Ainda no outro dia lia sobre o florescimento da filosofia existencialista na Europa, em particular na França de meados do século XX. Existencialistas houve muitos, fosse no campo da filosofia propriamente dita, fosse no campo da literatura. A sua filosofia, assim como os métodos de intervenção psicoterapêutica centrados na "terapia centrada na Pessoa", advoga, em termos genéricos, que "a existência precede a essência", o que é o mesmo que dizer que as condições e périplos da existência acabam por desenhar as características mais estáveis da personalidade humana.
De forma análoga, e levando os respectivos "termos" para o campo da Saúde, podemos dizer que é a função que faz o órgão, ou seja, que é o treino ou a actividade funcional que permite conceber determinada estrutura corporal. Mas será essa a perspectiva da Reeducação Postural? Pois é certo que o nosso paradigma de "intervenção postural" tende a mexer, o mais directamente possível, com as condições que ditam a idiossincrasia estrutural. Ou seja, a Reeducação Postural tende a "acreditar" que "a estrutura determina a função" (ex. a postura e o alinhamento articular determinam as condições e eixos do movimento), e que a primeira pode ser trabalhada sem passar pela segunda.

- **Tarefa**: Por favor, reescreva de forma mais breve o parágrafo do texto sobre Reeducação Postural que começa por "De forma análoga", mantendo os factos principais. As linhas provêm de outra fonte.

- **Linhas fornecidas**:

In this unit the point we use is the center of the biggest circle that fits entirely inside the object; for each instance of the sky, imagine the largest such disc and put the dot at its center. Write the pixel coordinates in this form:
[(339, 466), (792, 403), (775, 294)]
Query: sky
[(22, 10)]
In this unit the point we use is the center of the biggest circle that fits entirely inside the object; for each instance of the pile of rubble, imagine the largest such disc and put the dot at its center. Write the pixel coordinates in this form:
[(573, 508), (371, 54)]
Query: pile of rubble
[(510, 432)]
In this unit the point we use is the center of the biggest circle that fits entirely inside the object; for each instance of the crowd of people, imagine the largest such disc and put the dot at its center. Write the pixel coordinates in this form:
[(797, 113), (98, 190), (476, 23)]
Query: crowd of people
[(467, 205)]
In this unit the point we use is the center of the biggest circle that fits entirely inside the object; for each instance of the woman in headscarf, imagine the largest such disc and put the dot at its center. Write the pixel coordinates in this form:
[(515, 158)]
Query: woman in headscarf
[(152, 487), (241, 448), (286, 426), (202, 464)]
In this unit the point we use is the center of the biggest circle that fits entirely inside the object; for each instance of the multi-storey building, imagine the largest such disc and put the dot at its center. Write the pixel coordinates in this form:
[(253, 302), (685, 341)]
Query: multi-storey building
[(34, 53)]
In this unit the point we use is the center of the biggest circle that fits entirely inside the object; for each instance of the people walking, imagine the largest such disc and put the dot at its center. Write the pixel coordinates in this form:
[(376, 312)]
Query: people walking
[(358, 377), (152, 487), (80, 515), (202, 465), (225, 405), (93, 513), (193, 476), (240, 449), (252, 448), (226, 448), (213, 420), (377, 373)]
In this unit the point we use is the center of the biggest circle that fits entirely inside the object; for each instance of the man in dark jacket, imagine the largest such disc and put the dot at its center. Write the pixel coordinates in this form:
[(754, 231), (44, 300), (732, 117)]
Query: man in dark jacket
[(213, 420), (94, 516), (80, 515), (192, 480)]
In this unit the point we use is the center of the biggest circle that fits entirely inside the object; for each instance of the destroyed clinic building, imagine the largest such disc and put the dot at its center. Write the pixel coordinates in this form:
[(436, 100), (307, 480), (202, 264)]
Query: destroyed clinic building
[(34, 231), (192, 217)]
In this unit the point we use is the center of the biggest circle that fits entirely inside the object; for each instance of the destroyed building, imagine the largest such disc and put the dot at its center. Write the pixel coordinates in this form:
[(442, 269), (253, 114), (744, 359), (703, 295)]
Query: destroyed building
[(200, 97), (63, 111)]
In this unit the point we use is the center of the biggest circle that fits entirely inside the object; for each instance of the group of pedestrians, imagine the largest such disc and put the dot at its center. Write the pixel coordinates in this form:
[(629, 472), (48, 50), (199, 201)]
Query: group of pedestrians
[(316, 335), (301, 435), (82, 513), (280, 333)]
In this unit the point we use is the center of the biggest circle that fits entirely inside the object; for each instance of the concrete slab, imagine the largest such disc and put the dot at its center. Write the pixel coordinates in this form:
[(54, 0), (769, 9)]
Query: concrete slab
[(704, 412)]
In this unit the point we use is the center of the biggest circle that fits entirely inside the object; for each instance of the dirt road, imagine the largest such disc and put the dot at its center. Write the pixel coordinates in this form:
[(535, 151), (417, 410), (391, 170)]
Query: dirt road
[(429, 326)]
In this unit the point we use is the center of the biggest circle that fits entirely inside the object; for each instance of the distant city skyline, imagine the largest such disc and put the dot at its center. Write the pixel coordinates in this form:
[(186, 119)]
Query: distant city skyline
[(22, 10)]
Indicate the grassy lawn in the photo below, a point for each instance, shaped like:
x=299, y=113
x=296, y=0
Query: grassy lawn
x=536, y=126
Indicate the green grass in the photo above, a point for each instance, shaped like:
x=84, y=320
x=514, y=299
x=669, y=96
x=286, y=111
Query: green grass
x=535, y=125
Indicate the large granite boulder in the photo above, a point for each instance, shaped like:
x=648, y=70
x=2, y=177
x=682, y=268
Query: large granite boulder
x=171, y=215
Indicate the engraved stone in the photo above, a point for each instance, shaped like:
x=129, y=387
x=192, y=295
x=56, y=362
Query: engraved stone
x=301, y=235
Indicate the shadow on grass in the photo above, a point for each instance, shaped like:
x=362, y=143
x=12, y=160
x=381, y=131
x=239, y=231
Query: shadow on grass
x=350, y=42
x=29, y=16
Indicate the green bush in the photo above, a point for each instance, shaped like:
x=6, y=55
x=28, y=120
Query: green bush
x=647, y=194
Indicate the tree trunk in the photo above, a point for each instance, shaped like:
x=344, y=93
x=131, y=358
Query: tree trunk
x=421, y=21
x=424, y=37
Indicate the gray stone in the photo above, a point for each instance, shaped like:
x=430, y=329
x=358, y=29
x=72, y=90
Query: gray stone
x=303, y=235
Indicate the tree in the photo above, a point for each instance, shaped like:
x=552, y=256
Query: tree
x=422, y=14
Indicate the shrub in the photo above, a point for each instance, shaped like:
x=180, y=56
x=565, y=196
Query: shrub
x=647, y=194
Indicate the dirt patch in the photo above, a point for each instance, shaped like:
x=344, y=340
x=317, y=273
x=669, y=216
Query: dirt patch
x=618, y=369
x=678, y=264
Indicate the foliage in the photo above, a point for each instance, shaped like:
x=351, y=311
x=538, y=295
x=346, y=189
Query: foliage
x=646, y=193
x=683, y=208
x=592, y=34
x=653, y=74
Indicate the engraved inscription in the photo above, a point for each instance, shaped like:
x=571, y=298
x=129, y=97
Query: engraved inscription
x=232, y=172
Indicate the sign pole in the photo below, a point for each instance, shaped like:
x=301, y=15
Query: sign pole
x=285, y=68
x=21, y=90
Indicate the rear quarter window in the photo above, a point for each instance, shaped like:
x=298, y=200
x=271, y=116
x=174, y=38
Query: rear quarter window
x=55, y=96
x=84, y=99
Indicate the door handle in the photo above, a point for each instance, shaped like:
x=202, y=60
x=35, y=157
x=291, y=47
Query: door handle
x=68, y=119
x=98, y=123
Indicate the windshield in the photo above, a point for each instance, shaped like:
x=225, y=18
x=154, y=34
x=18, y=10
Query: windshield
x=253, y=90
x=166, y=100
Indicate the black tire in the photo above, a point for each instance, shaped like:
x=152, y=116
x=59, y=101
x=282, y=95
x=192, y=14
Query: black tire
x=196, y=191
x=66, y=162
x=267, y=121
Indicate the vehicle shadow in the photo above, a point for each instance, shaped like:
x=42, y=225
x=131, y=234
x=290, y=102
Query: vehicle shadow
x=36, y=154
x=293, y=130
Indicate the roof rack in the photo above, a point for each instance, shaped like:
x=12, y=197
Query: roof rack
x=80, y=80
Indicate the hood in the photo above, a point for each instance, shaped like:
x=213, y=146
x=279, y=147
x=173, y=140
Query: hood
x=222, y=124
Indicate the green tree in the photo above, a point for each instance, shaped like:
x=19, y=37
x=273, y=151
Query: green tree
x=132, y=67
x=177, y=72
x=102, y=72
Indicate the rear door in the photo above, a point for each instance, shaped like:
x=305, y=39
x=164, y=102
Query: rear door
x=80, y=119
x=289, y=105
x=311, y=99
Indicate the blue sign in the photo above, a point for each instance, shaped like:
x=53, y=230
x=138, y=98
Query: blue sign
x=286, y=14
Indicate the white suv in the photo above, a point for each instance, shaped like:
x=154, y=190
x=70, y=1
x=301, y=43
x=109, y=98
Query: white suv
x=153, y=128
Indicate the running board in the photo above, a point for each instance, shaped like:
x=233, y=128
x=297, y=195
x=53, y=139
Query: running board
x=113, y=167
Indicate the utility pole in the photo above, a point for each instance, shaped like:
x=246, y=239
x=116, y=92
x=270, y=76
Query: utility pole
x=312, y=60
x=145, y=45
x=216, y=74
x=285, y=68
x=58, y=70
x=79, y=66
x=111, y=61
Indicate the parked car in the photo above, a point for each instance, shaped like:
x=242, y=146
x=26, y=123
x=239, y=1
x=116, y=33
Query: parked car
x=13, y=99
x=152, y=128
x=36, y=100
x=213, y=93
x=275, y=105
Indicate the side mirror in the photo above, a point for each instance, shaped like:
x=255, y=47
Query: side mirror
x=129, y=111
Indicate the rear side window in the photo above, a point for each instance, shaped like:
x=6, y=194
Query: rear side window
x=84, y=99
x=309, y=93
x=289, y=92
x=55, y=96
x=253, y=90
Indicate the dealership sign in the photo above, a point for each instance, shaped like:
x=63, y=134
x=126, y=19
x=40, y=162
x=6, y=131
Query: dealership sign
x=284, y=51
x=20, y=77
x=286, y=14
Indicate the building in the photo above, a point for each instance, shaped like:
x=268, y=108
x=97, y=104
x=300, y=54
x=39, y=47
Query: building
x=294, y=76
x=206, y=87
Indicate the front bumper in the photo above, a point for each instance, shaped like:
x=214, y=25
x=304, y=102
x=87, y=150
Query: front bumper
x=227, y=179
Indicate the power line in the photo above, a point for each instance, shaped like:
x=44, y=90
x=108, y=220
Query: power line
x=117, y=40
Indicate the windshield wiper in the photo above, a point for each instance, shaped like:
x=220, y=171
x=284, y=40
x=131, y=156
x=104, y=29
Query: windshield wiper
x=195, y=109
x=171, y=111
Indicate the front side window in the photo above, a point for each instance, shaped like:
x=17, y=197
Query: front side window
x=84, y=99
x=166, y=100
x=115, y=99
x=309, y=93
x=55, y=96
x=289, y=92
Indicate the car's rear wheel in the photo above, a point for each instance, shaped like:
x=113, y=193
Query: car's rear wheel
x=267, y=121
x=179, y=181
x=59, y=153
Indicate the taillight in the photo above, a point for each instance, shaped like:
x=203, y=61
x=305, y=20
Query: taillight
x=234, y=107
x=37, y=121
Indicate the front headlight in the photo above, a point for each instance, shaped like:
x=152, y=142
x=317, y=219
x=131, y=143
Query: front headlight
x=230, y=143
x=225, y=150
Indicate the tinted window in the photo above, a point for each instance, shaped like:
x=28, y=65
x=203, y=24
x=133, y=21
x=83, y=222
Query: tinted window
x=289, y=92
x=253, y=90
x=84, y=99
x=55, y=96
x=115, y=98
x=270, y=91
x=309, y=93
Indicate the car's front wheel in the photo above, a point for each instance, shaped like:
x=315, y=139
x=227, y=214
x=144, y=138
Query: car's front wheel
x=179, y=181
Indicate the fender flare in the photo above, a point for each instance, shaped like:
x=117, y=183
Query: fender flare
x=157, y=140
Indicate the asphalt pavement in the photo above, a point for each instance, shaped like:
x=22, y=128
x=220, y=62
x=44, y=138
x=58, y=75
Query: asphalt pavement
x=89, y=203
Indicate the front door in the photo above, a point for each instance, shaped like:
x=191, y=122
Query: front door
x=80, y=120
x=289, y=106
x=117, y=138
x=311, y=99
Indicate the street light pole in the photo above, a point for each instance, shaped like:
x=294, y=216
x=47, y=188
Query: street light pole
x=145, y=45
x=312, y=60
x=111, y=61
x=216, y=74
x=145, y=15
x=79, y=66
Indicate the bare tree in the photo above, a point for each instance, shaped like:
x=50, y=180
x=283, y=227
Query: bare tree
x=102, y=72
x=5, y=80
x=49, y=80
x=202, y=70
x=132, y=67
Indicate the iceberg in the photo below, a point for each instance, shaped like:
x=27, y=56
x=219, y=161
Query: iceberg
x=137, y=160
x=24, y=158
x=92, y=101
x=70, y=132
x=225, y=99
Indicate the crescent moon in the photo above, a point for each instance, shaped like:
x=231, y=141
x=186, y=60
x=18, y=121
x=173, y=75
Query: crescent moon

- **Resposta**: Levada para o campo da Saúde, a mesma ideia diz que a função faz o órgão: é o treino ou a actividade funcional que permite conceber a estrutura corporal. A Reeducação Postural, porém, tende a intervir o mais directamente possível nas condições da estrutura. Parte do princípio de que a estrutura determina a função (por exemplo, a postura e o alinhamento articular determinam as condições e eixos do movimento) e de que a estrutura pode ser trabalhada sem passar pela função.